◆ **What is being asked**
Each record must be retyped in full. No character may differ.

** START **

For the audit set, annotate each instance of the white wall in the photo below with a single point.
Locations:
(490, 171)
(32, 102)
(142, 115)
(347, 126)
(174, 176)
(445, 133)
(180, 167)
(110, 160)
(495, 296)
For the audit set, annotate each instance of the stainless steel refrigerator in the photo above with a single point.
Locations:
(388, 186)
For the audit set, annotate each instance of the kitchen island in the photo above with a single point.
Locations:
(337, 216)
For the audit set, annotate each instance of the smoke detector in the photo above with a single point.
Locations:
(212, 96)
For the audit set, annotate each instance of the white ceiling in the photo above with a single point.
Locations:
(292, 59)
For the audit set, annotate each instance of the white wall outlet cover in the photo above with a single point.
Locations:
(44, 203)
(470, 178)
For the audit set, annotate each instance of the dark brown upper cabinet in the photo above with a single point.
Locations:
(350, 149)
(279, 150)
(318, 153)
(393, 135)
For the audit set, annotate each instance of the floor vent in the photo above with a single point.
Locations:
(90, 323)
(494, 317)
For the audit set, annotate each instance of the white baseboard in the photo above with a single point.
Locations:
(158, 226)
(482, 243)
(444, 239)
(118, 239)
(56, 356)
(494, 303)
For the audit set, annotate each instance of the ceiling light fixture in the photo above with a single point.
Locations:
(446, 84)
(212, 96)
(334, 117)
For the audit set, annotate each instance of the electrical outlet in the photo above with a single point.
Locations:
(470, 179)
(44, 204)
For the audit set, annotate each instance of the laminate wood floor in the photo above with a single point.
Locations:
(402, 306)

** END **

◆ **Final answer**
For the audit set, annotate each instance of the white wall in the photo below with a single point.
Locations:
(490, 171)
(32, 102)
(142, 115)
(347, 126)
(174, 176)
(445, 133)
(180, 167)
(110, 160)
(495, 296)
For the audit set, annotate each instance of the stainless steel refrigerator in the photo above with a single point.
Locations:
(388, 186)
For the audit set, annotate each instance of the kitchen island in the photo above with a single point.
Locations:
(337, 216)
For the audit set, annotate each instance of the smoke detector in the photo above with a single point.
Locations:
(212, 96)
For the audit set, annotate each instance of the white ceiling in the photo above with a single point.
Locations:
(292, 59)
For the audit set, annotate each instance of the white wall outlet cover in the photo above with a single point.
Locations:
(44, 203)
(470, 178)
For the audit set, annotate each instance of the dark brown upper cabinet in the photo above with a single point.
Locations:
(350, 149)
(279, 150)
(318, 153)
(393, 135)
For the audit set, annotate each instance of the floor vent in the photo above with a single point.
Locations:
(90, 323)
(494, 317)
For the audit set, annotate each instance of the white baseboard in the photo above with a single point.
Locations:
(158, 226)
(482, 243)
(444, 239)
(118, 239)
(56, 356)
(494, 303)
For the audit set, annotate each instance of the ceiling light fixture in the photo above with a single point.
Locations:
(446, 84)
(212, 96)
(334, 117)
For the audit set, annotate each instance of the electrical outlet in the photo above with a single point.
Locations:
(470, 179)
(44, 204)
For the audit set, annotate each instance of the laminate wood floor in the photo above with a single point.
Locations:
(402, 306)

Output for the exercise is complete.